REQUEST: Render the lines of the Extracted records, from the line containing "bar in the picture above." through the final line, inclusive, as a JSON list of strings with one string per line. Skip any blank lines.

[Extracted records]
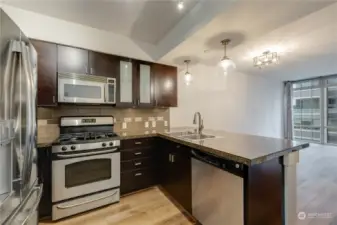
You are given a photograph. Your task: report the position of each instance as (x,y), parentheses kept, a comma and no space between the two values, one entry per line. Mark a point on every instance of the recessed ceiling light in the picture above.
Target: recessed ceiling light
(180,5)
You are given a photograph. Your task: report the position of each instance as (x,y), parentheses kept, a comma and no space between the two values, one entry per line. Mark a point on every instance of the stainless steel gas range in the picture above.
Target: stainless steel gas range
(85,165)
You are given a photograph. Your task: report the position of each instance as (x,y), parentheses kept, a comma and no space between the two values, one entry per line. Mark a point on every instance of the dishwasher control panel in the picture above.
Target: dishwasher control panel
(224,164)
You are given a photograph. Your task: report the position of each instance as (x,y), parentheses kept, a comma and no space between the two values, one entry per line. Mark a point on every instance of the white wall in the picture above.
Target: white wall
(237,102)
(47,28)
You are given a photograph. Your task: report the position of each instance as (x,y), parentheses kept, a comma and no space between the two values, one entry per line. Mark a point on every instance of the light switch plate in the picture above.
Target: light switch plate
(124,125)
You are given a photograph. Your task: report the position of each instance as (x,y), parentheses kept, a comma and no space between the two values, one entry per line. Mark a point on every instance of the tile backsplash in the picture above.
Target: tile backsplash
(126,120)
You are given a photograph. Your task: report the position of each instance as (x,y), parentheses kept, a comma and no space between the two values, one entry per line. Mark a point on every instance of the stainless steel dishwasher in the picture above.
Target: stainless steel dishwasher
(217,190)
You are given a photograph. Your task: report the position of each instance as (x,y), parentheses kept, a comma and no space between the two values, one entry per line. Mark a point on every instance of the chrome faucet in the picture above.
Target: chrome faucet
(200,121)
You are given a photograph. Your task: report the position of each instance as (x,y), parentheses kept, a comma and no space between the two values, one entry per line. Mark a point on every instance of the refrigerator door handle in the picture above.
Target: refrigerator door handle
(28,150)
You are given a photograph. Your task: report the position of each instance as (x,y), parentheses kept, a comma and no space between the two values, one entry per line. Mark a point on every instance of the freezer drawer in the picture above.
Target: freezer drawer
(83,204)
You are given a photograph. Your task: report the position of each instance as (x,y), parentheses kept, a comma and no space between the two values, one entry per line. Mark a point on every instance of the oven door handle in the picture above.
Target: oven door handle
(85,202)
(86,154)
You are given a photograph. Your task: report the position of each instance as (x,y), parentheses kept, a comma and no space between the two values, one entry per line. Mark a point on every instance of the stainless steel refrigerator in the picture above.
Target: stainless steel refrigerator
(20,192)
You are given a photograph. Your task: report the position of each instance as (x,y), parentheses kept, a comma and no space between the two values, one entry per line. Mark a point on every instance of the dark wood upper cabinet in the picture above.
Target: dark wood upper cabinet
(47,73)
(101,64)
(165,85)
(72,60)
(144,83)
(126,83)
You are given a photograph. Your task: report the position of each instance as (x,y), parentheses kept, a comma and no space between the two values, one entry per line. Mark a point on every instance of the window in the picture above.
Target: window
(314,110)
(306,111)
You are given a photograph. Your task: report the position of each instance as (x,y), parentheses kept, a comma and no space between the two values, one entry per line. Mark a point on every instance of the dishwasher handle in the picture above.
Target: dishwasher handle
(224,164)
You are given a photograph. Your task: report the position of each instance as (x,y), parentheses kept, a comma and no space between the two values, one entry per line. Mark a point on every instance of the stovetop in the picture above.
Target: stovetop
(85,137)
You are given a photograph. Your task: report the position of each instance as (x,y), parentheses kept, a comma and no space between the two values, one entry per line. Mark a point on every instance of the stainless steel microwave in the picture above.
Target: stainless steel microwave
(82,88)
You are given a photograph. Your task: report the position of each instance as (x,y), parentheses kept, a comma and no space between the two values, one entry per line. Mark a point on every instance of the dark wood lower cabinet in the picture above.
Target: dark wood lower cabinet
(44,165)
(175,172)
(150,161)
(138,164)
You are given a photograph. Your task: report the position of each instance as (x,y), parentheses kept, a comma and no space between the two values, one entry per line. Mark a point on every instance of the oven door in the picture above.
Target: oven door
(72,90)
(79,176)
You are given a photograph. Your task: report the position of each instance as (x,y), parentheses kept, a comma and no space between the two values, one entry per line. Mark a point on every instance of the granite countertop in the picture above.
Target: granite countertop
(243,148)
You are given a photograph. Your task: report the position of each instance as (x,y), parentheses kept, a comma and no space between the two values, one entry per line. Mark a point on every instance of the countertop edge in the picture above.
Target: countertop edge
(225,155)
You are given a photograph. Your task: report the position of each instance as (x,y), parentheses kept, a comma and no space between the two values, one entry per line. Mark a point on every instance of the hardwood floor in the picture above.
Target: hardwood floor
(317,185)
(149,207)
(316,188)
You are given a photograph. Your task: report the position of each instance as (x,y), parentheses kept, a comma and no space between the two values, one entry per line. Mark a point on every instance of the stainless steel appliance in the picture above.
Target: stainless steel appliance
(217,190)
(82,88)
(19,190)
(85,165)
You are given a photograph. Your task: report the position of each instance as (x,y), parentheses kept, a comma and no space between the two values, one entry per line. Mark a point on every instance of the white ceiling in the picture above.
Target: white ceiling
(142,20)
(304,32)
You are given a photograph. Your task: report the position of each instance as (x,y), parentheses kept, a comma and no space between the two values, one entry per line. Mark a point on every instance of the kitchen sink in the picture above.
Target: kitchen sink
(198,136)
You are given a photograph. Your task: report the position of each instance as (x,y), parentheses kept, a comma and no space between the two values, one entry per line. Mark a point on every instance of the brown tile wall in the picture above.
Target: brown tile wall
(134,119)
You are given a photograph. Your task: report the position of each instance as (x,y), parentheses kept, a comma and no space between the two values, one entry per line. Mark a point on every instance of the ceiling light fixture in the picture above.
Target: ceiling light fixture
(266,59)
(180,5)
(188,75)
(226,63)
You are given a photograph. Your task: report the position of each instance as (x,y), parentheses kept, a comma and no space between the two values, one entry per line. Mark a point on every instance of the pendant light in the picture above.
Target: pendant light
(226,63)
(188,75)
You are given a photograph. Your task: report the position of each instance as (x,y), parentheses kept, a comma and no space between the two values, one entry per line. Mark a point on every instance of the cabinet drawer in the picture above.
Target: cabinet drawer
(136,180)
(136,153)
(137,164)
(136,143)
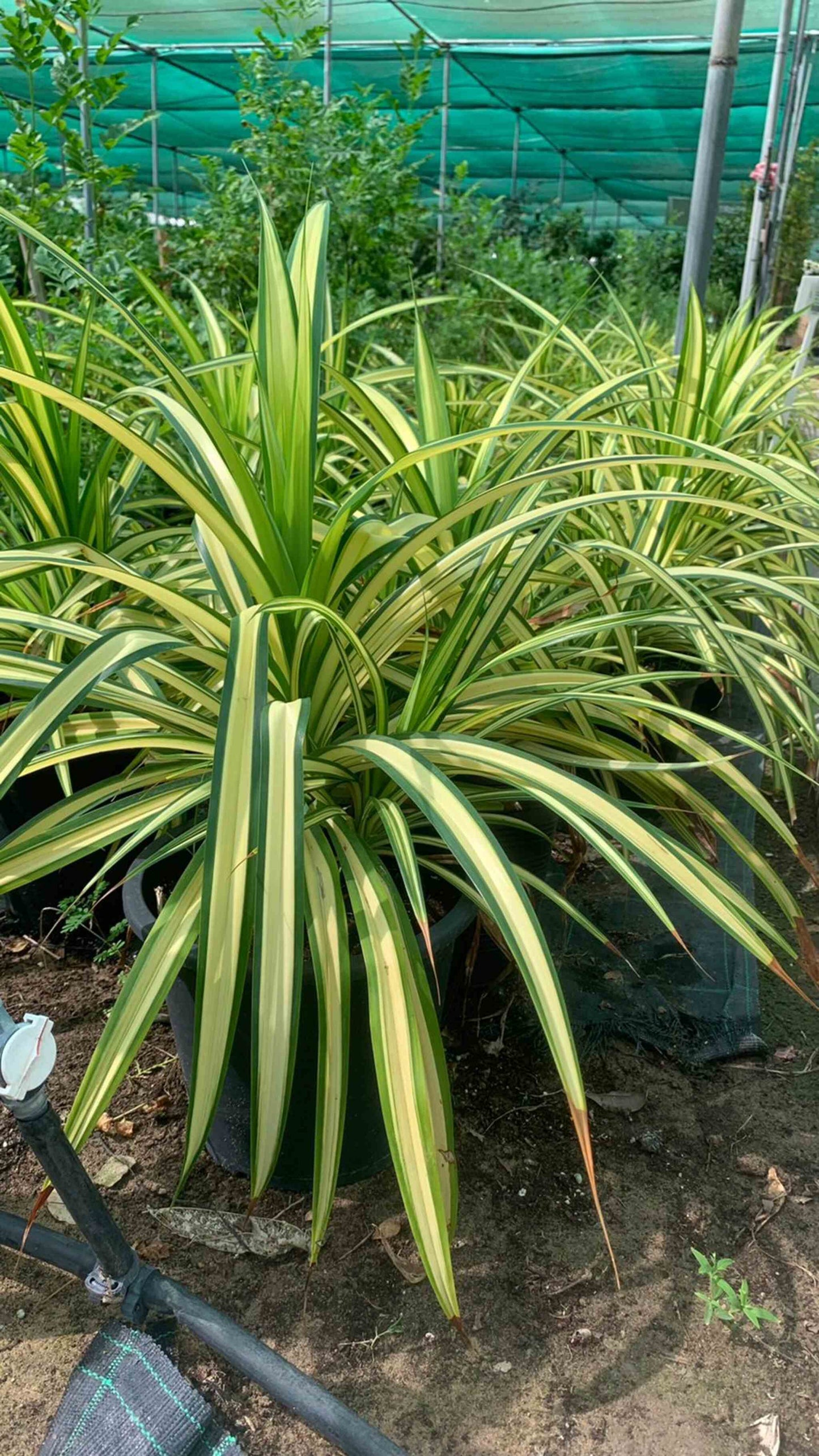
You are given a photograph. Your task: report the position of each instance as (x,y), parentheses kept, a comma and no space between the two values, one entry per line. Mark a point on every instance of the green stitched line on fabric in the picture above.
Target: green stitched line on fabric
(158,1378)
(92,1406)
(105,1382)
(225,1445)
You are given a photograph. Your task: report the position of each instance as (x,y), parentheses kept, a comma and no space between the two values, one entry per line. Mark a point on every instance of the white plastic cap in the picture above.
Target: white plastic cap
(28,1058)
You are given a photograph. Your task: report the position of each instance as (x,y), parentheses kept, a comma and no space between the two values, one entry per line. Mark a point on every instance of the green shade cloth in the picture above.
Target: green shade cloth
(616,86)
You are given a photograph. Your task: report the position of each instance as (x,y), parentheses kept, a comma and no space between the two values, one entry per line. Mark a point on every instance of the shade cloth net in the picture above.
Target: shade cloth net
(608,92)
(127,1398)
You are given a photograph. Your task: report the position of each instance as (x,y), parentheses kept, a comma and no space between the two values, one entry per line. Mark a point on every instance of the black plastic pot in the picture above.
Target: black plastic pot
(365,1149)
(34,794)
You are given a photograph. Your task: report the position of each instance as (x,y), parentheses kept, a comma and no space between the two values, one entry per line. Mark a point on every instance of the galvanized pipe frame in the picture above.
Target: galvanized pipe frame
(796,99)
(763,190)
(710,156)
(168,54)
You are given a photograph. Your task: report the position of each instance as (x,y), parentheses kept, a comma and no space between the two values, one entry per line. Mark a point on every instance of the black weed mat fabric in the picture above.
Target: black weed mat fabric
(126,1398)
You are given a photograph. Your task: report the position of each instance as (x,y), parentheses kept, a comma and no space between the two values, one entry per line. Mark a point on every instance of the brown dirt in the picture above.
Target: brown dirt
(528,1257)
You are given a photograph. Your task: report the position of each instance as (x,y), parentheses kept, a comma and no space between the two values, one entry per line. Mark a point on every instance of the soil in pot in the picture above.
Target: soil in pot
(365,1149)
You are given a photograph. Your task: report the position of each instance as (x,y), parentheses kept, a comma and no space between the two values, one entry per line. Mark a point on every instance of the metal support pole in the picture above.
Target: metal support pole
(155,139)
(515,154)
(442,169)
(90,228)
(328,53)
(786,175)
(766,156)
(710,156)
(792,127)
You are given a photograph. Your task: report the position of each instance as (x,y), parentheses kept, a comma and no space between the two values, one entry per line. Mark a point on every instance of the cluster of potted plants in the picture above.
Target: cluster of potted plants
(325,628)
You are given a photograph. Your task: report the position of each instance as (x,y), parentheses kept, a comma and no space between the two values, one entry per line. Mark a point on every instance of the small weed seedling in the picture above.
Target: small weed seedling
(723,1301)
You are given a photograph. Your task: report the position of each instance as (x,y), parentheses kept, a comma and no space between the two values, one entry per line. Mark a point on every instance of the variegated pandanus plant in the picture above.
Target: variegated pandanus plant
(372,650)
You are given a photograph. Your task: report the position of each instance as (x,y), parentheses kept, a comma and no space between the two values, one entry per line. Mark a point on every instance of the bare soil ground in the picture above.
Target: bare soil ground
(563,1362)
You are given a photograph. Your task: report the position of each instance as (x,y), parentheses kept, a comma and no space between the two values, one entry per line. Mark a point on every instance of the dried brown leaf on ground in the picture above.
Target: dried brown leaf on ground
(116,1126)
(234,1232)
(774,1198)
(767,1434)
(388,1228)
(154,1251)
(618,1101)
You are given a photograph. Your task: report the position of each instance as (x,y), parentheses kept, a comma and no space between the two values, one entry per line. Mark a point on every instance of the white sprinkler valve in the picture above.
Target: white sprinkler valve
(28,1058)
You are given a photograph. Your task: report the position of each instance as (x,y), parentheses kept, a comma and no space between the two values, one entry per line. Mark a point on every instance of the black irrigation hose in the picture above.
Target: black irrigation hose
(50,1248)
(289,1386)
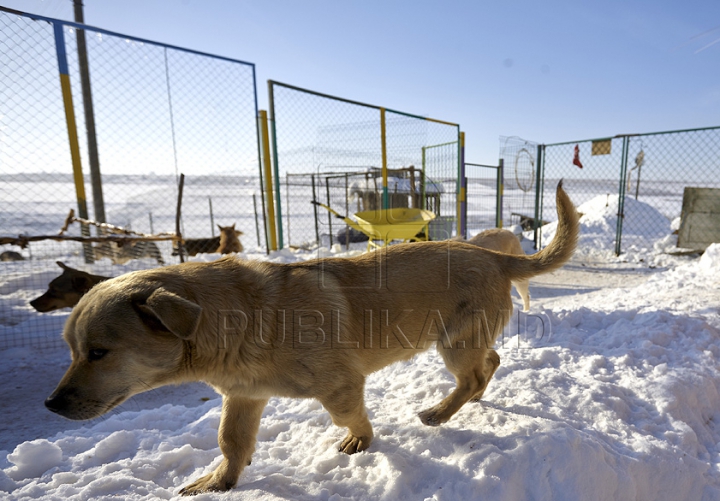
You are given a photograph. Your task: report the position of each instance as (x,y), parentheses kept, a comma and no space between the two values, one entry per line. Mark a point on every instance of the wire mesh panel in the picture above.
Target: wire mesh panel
(337,141)
(659,169)
(519,179)
(590,170)
(632,187)
(158,111)
(483,201)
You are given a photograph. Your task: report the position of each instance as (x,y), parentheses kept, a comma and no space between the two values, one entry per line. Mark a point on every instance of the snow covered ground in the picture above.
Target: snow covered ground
(608,389)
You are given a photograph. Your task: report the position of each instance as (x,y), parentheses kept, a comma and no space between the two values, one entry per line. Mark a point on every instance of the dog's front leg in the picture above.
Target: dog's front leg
(239,425)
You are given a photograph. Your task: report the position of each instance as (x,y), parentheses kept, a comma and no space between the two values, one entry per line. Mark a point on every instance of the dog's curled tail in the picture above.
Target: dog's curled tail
(560,249)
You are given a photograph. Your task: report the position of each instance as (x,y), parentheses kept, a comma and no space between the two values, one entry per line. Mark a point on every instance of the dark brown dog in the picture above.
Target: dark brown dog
(229,241)
(11,256)
(66,290)
(195,246)
(312,329)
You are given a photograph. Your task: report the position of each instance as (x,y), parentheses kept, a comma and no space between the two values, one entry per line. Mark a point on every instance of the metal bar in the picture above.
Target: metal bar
(78,26)
(347,211)
(443,122)
(462,189)
(538,209)
(383,146)
(482,165)
(541,180)
(268,175)
(500,189)
(327,197)
(422,181)
(178,217)
(287,203)
(93,156)
(643,134)
(358,103)
(261,177)
(212,217)
(621,197)
(276,170)
(439,145)
(257,226)
(317,227)
(72,134)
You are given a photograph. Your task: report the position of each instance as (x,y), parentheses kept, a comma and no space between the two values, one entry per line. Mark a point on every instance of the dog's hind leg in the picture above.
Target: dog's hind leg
(347,408)
(492,362)
(472,369)
(239,424)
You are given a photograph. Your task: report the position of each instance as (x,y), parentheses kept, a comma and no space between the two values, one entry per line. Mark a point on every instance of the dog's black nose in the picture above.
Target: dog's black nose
(54,403)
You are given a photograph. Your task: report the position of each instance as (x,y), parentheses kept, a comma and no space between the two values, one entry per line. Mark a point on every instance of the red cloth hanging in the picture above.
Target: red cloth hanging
(576,157)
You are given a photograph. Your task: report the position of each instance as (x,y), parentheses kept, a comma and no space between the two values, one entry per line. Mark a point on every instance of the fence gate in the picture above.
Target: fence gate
(159,111)
(638,180)
(349,154)
(484,197)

WRITTEN RESPONSE:
[
  "You are given a photograph. Your task: report the position of each instance as (x,y), parentheses kept, a comma and no space between the two values, one entry per line. Mark a point on every instance of the metal bar in the picture above.",
  "Target: metal bar",
  "(78,26)",
  "(347,211)",
  "(443,122)",
  "(462,189)",
  "(538,209)",
  "(383,146)",
  "(482,165)",
  "(541,180)",
  "(268,175)",
  "(500,189)",
  "(327,197)",
  "(422,181)",
  "(178,217)",
  "(287,203)",
  "(93,156)",
  "(643,134)",
  "(358,103)",
  "(261,177)",
  "(212,217)",
  "(621,197)",
  "(276,170)",
  "(439,145)",
  "(257,226)",
  "(317,227)",
  "(72,134)",
  "You are given a photograph. Your task: report the position of each instance as (x,y), parentheses kept, a comma and no space between the two values, one entry per line. Mark a point on every instance of the dog's hind leg in the picture above.",
  "Target: dog's hind leg",
  "(347,408)",
  "(492,362)",
  "(472,369)",
  "(239,424)",
  "You are given a photograph. Your task: report the position of each instance as (x,y), parentheses kept, a comma and no space between the two values, one entry per line. Mark a point on every instance of the dog's black nose in the picture above.",
  "Target: dog's black nose",
  "(54,403)",
  "You are given a photograph. Your task: report the position of each instance as (x,y), parentheses kept, a comma and no space between the two values, one entry per line. Mark a point on every instance of the red cloth hanging in the picture above.",
  "Target: red cloth hanging",
  "(576,157)",
  "You are given a photograph. Your task: report the position of each instance as (x,y), parentheses kept, a comma and no space between the two values, one entry per line. Mark a point on every instance of the fence gate in the picture above.",
  "Target: fence gate",
  "(159,111)",
  "(638,180)",
  "(349,154)",
  "(484,197)"
]